Material for this task
══════
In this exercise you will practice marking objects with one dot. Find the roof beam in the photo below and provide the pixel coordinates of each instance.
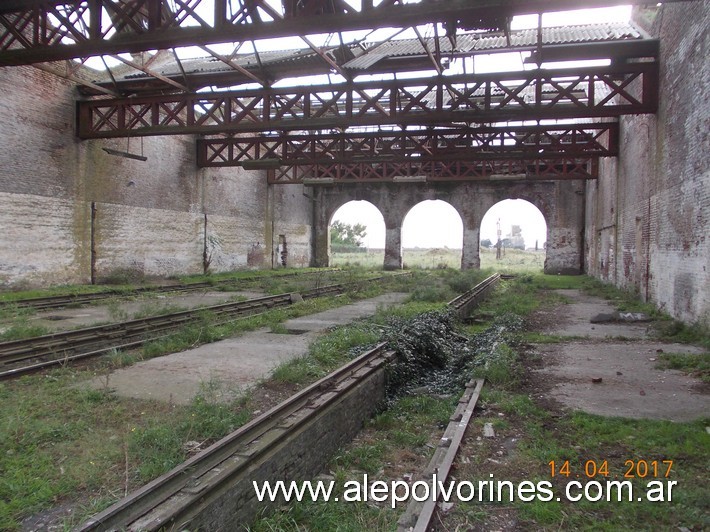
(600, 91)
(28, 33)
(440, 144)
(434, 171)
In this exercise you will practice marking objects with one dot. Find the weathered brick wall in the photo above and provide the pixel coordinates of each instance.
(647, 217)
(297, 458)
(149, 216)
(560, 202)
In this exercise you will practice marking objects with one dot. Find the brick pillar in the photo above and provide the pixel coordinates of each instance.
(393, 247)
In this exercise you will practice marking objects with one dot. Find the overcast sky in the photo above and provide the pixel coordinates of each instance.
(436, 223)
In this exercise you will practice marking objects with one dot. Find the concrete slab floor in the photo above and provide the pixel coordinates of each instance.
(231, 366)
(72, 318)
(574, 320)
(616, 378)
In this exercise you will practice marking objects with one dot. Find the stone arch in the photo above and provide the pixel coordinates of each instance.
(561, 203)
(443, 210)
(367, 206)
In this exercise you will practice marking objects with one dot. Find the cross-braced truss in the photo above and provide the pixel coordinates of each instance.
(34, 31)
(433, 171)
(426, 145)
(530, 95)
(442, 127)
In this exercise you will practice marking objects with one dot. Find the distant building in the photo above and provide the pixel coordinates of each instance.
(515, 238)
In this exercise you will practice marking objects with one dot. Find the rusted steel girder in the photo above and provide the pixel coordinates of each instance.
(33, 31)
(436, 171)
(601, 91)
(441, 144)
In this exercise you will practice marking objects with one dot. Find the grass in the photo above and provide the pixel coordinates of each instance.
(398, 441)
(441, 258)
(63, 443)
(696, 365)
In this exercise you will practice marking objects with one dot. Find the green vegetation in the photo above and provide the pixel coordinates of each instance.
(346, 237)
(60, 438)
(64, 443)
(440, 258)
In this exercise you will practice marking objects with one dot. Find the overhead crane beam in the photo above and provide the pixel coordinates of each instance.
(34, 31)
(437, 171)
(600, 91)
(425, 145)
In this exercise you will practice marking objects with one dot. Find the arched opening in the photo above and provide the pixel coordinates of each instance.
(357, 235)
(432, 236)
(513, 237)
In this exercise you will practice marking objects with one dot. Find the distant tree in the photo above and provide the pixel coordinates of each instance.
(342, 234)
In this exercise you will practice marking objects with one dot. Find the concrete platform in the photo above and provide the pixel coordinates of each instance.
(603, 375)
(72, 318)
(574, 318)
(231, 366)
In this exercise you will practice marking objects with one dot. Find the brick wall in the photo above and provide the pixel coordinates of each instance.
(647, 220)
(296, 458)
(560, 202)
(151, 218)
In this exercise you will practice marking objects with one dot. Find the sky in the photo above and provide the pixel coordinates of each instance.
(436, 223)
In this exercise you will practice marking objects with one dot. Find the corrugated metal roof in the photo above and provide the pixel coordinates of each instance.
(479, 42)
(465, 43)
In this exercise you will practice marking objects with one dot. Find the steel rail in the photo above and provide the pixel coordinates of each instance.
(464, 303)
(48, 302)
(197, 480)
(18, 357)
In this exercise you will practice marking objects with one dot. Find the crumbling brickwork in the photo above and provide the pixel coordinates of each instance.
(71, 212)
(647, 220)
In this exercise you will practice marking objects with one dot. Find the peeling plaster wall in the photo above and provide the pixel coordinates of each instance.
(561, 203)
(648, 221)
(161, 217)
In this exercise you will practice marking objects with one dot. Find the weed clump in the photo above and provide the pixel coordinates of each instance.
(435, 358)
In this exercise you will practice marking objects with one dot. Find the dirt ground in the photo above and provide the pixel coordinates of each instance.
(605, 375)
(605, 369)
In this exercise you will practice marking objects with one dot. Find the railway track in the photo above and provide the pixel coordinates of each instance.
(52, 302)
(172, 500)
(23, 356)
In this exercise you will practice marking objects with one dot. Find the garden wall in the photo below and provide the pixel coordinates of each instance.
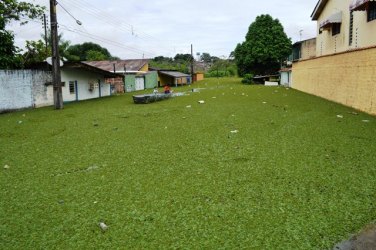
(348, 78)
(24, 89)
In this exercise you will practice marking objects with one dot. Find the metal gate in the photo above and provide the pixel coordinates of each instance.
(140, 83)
══════
Instructions to follow
Your copy must repeat the data word for word and show none of its images.

Result of this task
In this exercise you will practice marking objects with one dot. Find the roof beam in the photo below and provide the pixel coordinates of each instance.
(600, 91)
(28, 33)
(440, 144)
(434, 171)
In this exercise you will practice marking objects with one dot. Find the weathered brick wall in the photo above and provide the pixel coordinates of each instance.
(647, 217)
(297, 458)
(149, 216)
(560, 202)
In this exercise you will practice marking objects with one dot. Find the brick pillar in the photo above and provide the pixel coordinates of each instance.
(393, 247)
In this exercise you will practice marking objects with one dot. Find the overcast sky in the photo above and provide the pixel coordinates of each instance.
(436, 223)
In this exercise you will practice marking objects with one dot. Find the concrete slab floor in the photo above and provide the pixel coordinates of each instance.
(231, 366)
(72, 318)
(574, 320)
(616, 378)
In this exercise you will practice marking objects with one dot. Find the stone arch in the photo above and provide the pixel coordinates of each instance.
(561, 203)
(443, 210)
(367, 206)
In this exercise you will practice marking objects with one dot. Find the cross-braced truss in the photo above and provide the pixel coordinates of each instance.
(34, 31)
(433, 171)
(426, 145)
(530, 95)
(442, 127)
In this exercise you will practice marking objects with one dot. Find the distant building in the photo above and provide the pixel coordinates of each instance.
(515, 238)
In this exercise you will practice marking objects with one dot. Find the rusted steel girder in the photo above and provide the pixel coordinates of each instance.
(33, 31)
(436, 171)
(601, 91)
(441, 144)
In this exercise you will practice marking objects with one dot. Find the grass in the photo above and provide the pixel coordinates of each instance.
(398, 441)
(441, 258)
(63, 443)
(696, 365)
In this exercise you will practice marking objects with one dot. Find the green vegetation in the photo above and provide the pixel coordinates of each instance.
(346, 237)
(60, 438)
(64, 443)
(440, 258)
In this exercise you will practice marking objects with one dot. Find the overhead crane beam in the photo above and provide the pixel coordinates of each instance.
(34, 31)
(437, 171)
(600, 91)
(425, 145)
In this exercise you will practice marking objects with one dot. Find the arched opening in the photo above and provide the pixel coordinates of each instance.
(357, 235)
(432, 236)
(513, 237)
In this exercise you will practice marking objects with one dot. Find the distant tree in the photo above and provide the pixel coordinates of each instance.
(342, 234)
In this exercise you will practice marking objects with one dot. Find the concrete platform in the photo above and provide the pixel coordinates of each instance.
(603, 375)
(72, 318)
(574, 318)
(231, 366)
In this exercise you will practice marking objects with one dot. Find the brick wall in the photo above and provide the pixel coordinates of each instance.
(647, 220)
(296, 458)
(560, 202)
(151, 218)
In this exercise you will practice marking objects with one dot. Find the sky in the photo above and provide the pixel coordinates of each instance.
(436, 223)
In this exercise you will practice marking objects with one dot. Find the corrugated metal roof in the photo above and provide the pixel coordinates of each instance.
(479, 42)
(465, 43)
In this exercise you will practice marking objects with one dot. Find the steel rail in the photo above and provide the pixel coordinates of each instance.
(464, 303)
(48, 302)
(197, 480)
(18, 357)
In this exercise you will practice marking objects with one dot. Find the crumbling brickwork in the photo above and provide the pixel coordinates of each instance.
(71, 212)
(647, 220)
In this exercise you will practice marking objects with one dot. Find the peeling plaster wall in the photo above and provide the pixel coordinates of each instance.
(561, 203)
(648, 221)
(161, 217)
In this exercise you will practice marking objects with one dot. Find the weed clump in the photo above and provide the pixel coordinates of each instance.
(435, 358)
In this exercise you will practice marking objects with one dot. Find the dirt ground in the photo above and provide the pixel coordinates of each instance.
(605, 375)
(605, 369)
In this exercise you will practice marking objects with one dot. Find the railway track in the photo above and provide the pixel coordinates of each instance.
(52, 302)
(172, 500)
(23, 356)
In this exercise you will practice marking objects with one dot. Find the garden wall in the photo below and provide the pixel coordinates of each instance.
(348, 78)
(24, 89)
In this exercise you will practice marking objects with one dot. Find the metal gate in the photo above and provide the pixel coordinates of each instance.
(140, 83)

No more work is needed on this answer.